◆ The task
Copy the data that follows, exactly and completely.

◆ Listed entries
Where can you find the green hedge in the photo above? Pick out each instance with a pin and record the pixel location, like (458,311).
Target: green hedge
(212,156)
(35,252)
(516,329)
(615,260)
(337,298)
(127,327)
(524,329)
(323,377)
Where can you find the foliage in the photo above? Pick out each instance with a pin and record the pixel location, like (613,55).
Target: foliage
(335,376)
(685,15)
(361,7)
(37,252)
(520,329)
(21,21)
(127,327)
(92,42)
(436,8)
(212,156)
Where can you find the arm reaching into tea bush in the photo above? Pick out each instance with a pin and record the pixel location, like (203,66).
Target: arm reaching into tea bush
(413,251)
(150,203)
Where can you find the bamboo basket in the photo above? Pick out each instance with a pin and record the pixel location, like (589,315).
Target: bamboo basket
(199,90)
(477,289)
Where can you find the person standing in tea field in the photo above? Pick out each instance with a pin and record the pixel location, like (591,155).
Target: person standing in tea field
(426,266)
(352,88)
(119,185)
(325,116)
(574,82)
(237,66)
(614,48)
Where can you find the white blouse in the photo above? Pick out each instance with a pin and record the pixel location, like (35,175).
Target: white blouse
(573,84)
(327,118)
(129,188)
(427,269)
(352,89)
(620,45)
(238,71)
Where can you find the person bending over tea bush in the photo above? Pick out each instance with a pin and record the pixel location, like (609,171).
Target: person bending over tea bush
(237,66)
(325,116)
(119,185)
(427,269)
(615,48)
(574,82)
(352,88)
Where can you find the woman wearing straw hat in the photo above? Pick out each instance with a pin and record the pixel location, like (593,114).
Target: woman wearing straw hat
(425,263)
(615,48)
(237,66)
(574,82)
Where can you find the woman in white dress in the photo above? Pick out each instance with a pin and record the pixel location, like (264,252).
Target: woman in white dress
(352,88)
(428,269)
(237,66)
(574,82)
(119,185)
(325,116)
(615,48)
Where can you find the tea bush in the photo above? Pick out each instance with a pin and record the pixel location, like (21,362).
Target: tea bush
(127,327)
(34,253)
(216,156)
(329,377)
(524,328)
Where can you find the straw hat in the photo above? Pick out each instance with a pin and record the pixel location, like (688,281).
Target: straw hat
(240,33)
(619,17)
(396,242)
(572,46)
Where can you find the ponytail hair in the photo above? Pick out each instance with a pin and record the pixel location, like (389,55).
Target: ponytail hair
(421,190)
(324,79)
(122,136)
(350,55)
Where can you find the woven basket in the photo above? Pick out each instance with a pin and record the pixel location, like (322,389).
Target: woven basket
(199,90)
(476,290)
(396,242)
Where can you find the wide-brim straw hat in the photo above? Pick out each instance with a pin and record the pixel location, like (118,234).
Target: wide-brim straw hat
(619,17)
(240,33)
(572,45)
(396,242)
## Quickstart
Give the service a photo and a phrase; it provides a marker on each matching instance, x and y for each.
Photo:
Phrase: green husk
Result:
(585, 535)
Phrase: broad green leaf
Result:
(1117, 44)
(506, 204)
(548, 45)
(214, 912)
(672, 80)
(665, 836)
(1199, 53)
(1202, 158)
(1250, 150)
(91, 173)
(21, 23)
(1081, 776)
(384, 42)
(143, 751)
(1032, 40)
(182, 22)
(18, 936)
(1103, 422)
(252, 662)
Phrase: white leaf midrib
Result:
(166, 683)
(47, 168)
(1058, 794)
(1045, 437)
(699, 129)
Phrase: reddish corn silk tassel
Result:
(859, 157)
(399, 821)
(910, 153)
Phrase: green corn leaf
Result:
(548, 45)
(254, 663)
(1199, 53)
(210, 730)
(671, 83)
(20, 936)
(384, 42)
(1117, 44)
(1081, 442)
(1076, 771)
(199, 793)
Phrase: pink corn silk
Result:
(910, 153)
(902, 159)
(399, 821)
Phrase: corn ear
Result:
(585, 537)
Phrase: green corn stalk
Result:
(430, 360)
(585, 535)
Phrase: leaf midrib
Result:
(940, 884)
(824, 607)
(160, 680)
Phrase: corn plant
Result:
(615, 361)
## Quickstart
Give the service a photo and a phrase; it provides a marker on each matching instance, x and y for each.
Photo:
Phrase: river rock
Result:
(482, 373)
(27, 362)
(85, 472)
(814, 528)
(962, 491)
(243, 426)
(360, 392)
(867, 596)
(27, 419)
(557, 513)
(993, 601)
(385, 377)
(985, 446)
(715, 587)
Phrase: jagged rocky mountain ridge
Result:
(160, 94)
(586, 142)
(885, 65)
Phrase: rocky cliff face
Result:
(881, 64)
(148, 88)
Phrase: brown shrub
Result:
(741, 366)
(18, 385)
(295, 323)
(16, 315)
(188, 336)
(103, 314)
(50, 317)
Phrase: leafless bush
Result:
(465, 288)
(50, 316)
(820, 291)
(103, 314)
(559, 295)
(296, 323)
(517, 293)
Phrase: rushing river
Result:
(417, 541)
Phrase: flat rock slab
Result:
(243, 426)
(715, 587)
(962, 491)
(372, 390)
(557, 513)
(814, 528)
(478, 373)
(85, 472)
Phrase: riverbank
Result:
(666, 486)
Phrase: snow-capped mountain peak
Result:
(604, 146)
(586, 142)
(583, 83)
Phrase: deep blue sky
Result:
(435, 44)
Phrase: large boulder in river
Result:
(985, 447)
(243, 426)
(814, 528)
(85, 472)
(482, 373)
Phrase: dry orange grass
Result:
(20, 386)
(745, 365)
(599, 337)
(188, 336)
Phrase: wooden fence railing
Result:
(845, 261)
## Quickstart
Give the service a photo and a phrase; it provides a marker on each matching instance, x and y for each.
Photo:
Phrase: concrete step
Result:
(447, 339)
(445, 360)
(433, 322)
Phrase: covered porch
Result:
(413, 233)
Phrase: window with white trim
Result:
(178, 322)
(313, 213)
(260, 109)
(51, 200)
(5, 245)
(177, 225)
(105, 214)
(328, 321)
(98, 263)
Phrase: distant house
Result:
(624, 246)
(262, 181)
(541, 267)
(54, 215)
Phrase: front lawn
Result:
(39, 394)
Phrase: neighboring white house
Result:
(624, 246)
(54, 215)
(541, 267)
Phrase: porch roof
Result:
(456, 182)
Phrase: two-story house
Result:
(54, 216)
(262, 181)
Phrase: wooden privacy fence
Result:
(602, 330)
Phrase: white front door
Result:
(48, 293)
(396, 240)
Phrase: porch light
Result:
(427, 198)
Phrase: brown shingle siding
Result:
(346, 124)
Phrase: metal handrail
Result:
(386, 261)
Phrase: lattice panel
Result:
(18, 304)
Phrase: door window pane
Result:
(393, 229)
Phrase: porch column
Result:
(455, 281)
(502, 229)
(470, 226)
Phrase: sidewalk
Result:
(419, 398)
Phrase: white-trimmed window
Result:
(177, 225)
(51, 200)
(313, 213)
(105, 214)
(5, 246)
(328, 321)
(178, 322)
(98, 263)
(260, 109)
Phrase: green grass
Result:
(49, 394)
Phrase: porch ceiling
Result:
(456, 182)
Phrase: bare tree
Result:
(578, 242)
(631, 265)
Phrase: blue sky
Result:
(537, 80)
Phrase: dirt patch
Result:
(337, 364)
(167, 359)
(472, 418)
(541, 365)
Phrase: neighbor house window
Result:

◆ Solution
Where can you find the green hedge in the photo above? Pick out each instance with a pin and record the pixel location, like (458,311).
Target: green hedge
(212,156)
(35,252)
(516,329)
(615,260)
(337,298)
(127,327)
(524,329)
(323,377)
Where can you find the foliage in the photo above? Pick out each instance with a pin and record the pixel location, like (613,55).
Target: foliage
(335,376)
(685,15)
(361,7)
(37,252)
(520,329)
(21,21)
(127,327)
(92,42)
(436,8)
(212,156)
Where can you find the arm reaching into tea bush in the photo above? Pick out each instance with a pin and record the pixel location, like (203,66).
Target: arm reaching into tea bush
(413,251)
(150,203)
Where can you find the bamboo basket in the photo above? Pick out each instance with a pin and record the pixel location, like (589,315).
Target: bamboo basket
(199,90)
(477,289)
Where can you find the person standing in tea field in the photo above? Pick out each instance with a pin and record the pixel location, like (591,155).
Target: person standing in tea field
(426,266)
(352,88)
(119,185)
(325,116)
(574,82)
(237,66)
(614,48)
Where can you find the white blouse in the photo above? Pick out each instance with a pin and record the pixel location, like (35,175).
Target: white blouse
(573,84)
(327,118)
(129,188)
(427,269)
(352,89)
(620,45)
(238,71)
Where can you find the person bending over tea bush in the photo above? Pick out each instance with a pin and record the pixel location, like (609,171).
Target: person bending over tea bush
(237,66)
(325,116)
(119,185)
(427,269)
(615,48)
(574,82)
(352,88)
Where can you find the woman wearing straw hat in the photo above? Pick out each instance with a pin and record the pixel location, like (593,114).
Target: woman wearing straw hat
(425,263)
(615,48)
(237,66)
(574,82)
Where can you find the woman in white dress in the photo above? Pick out each instance with a pin and record the pixel location, like (264,252).
Target: woman in white dress
(352,88)
(428,269)
(237,66)
(574,82)
(119,185)
(325,116)
(615,48)
Where can you find the tea bush in the photo above? Pick out each instance with a pin and record the pixel location, like (21,362).
Target: tea bush
(127,327)
(34,253)
(216,156)
(329,377)
(524,328)
Where can you find the straw hat in the photo above? Pick out each instance with a pin and record the pixel location, like (688,281).
Target: straw hat
(240,33)
(619,17)
(396,242)
(572,46)
Where can you find the ponytail hair in the photo above? Pick out each instance with a pin and record the pixel location, like (389,55).
Target: ponytail hair
(421,190)
(324,79)
(122,136)
(350,55)
Where can you find the woven basket in the photo above? Pick out each instance with a pin and record the pixel location, like (322,389).
Target: woven basket
(199,90)
(476,290)
(396,242)
Where can you find the wide-brim straw hat in the photo above? Pick out each instance with a pin and record the pixel location, like (118,234).
Target: wide-brim straw hat
(619,17)
(240,33)
(572,45)
(396,242)
## Quickstart
Give the service a photo and a phrase; it provides a marker on each matching instance, x and y for each.
Photo:
Phrase: green husk
Result:
(585, 535)
Phrase: broad green leaf
Result:
(1117, 44)
(506, 204)
(548, 45)
(214, 912)
(672, 80)
(665, 836)
(1199, 53)
(1202, 158)
(1250, 150)
(91, 173)
(21, 23)
(1081, 776)
(384, 42)
(143, 751)
(1032, 40)
(182, 22)
(18, 936)
(1103, 422)
(252, 662)
Phrase: white leaf midrib
Result:
(166, 683)
(47, 168)
(1058, 794)
(1045, 437)
(699, 129)
Phrase: reddish corn silk tassel
Result:
(859, 157)
(399, 821)
(910, 153)
Phrase: green corn leaf
Result:
(548, 45)
(254, 663)
(1199, 53)
(210, 730)
(671, 83)
(20, 936)
(384, 42)
(1117, 44)
(1081, 442)
(1076, 771)
(199, 793)
Phrase: pink corn silk
Result:
(910, 153)
(902, 159)
(399, 821)
Phrase: corn ear
Result:
(585, 537)
Phrase: green corn stalk
Result:
(430, 360)
(585, 535)
Phrase: leaf midrib
Result:
(940, 884)
(824, 607)
(160, 680)
Phrase: corn plant
Result:
(615, 361)
## Quickstart
Give the service a photo and a phrase; it provides a marker on each matching instance, x and y for each.
Photo:
Phrase: river rock
Result:
(482, 373)
(27, 362)
(85, 472)
(814, 528)
(962, 491)
(243, 426)
(360, 392)
(867, 596)
(27, 419)
(557, 513)
(993, 601)
(385, 377)
(985, 446)
(715, 587)
Phrase: jagged rocky mountain ridge
Result:
(160, 94)
(586, 142)
(885, 65)
Phrase: rocky cliff face
Result:
(881, 64)
(148, 88)
Phrase: brown shrub
Result:
(741, 366)
(18, 385)
(295, 323)
(16, 315)
(188, 336)
(103, 314)
(50, 317)
Phrase: leafless bush
Result:
(465, 288)
(50, 316)
(820, 291)
(103, 314)
(559, 295)
(296, 323)
(517, 293)
Phrase: rushing river
Result:
(417, 541)
Phrase: flat rock slab
Result:
(243, 426)
(715, 587)
(962, 491)
(372, 390)
(557, 513)
(814, 528)
(478, 373)
(85, 472)
Phrase: riverbank
Result:
(666, 486)
Phrase: snow-capped mountain peak
Result:
(604, 146)
(586, 142)
(583, 83)
Phrase: deep blue sky
Result:
(435, 44)
Phrase: large boulder in river
Result:
(985, 447)
(243, 426)
(814, 528)
(85, 472)
(482, 373)
Phrase: dry orange grass
Result:
(20, 386)
(745, 365)
(599, 337)
(188, 336)
Phrase: wooden fence railing
Result:
(845, 261)
## Quickstart
Give the service a photo and a phrase; it provides a marker on each matching instance, x and y for each.
Photo:
Phrase: concrete step
Result:
(447, 339)
(445, 360)
(433, 322)
Phrase: covered porch
Result:
(413, 233)
Phrase: window with white trim
Result:
(178, 322)
(313, 213)
(260, 109)
(51, 200)
(5, 245)
(177, 225)
(105, 214)
(328, 321)
(98, 263)
Phrase: distant house
Result:
(624, 246)
(262, 181)
(541, 267)
(54, 215)
Phrase: front lawn
Result:
(39, 394)
Phrase: neighboring white house
Result:
(624, 246)
(54, 215)
(541, 267)
Phrase: porch roof
Result:
(456, 182)
Phrase: two-story house
Result:
(54, 216)
(262, 181)
Phrase: wooden privacy fence
Result:
(602, 330)
Phrase: white front door
Result:
(48, 293)
(396, 240)
Phrase: porch light
Result:
(427, 198)
Phrase: brown shingle siding
Result:
(346, 124)
Phrase: metal handrail
Result:
(386, 261)
Phrase: lattice panel
Result:
(18, 304)
Phrase: door window pane
Result:
(393, 229)
Phrase: porch column
Result:
(455, 281)
(502, 229)
(470, 226)
Phrase: sidewalk
Result:
(419, 398)
Phrase: white-trimmed window
Result:
(177, 225)
(51, 200)
(313, 213)
(105, 214)
(5, 246)
(328, 321)
(178, 322)
(98, 263)
(260, 109)
Phrase: green grass
Result:
(49, 394)
Phrase: porch ceiling
Result:
(456, 182)
Phrase: bare tree
Result:
(578, 242)
(631, 265)
Phrase: blue sky
Result:
(537, 80)
Phrase: dirt patch
Result:
(337, 364)
(167, 359)
(472, 418)
(541, 365)
Phrase: neighbor house window
Result:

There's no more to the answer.